[Supplied material]:
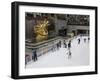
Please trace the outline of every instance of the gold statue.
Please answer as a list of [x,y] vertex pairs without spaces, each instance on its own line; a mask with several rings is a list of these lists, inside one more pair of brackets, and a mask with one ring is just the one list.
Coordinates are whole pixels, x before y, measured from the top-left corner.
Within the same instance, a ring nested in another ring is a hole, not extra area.
[[48,20],[38,21],[37,25],[34,27],[34,33],[36,34],[36,42],[41,42],[48,38],[47,27],[49,25]]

[What you should do]: What you return should match, exactly, the stretch of the listing above that runs from the line with "Within the same" to its last line.

[Written reply]:
Within the same instance, a ring nested in another ring is a hole, not extra area.
[[48,20],[38,21],[37,25],[34,27],[34,33],[36,34],[36,42],[41,42],[48,38],[47,27],[49,25]]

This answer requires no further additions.